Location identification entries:
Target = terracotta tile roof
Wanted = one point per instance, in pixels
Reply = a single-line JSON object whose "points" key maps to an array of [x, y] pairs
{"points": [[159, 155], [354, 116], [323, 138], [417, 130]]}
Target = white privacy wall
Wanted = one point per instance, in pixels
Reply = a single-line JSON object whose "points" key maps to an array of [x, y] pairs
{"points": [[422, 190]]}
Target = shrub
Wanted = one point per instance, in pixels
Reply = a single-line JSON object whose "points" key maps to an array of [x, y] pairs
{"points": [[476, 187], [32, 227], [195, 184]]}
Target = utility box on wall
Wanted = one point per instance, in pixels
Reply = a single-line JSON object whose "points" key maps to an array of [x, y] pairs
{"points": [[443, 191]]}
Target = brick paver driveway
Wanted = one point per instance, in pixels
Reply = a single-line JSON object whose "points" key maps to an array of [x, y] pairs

What is being asked: Rewrite every one of the records above, substituting "Required" for each occurrence of "Wanted" and leaving everything else unchanged.

Task solution:
Target = terracotta tile roof
Required = one point per instance, in pixels
Reply = a single-line JSON object whose "points" key maps to an array of [x, y] pairs
{"points": [[159, 155], [354, 116], [323, 138], [417, 130]]}
Target = white privacy wall
Required = one point per instance, in pixels
Reply = a single-line JSON object whose "points" key maps to an array of [x, y] pairs
{"points": [[422, 190]]}
Target = shrub
Required = one point per instance, in pixels
Reply = a single-line JSON object whose "points" key maps to an array of [x, y] pairs
{"points": [[476, 187], [32, 227], [195, 184]]}
Target = utility box on wall
Required = one point per instance, in pixels
Reply = a single-line JSON object whose "points" key maps to an array of [x, y] pairs
{"points": [[443, 191]]}
Target = brick paver driveway
Required = one point per instance, in pixels
Reply = a single-line JSON object whose "points" key maps to an array of [x, y] pairs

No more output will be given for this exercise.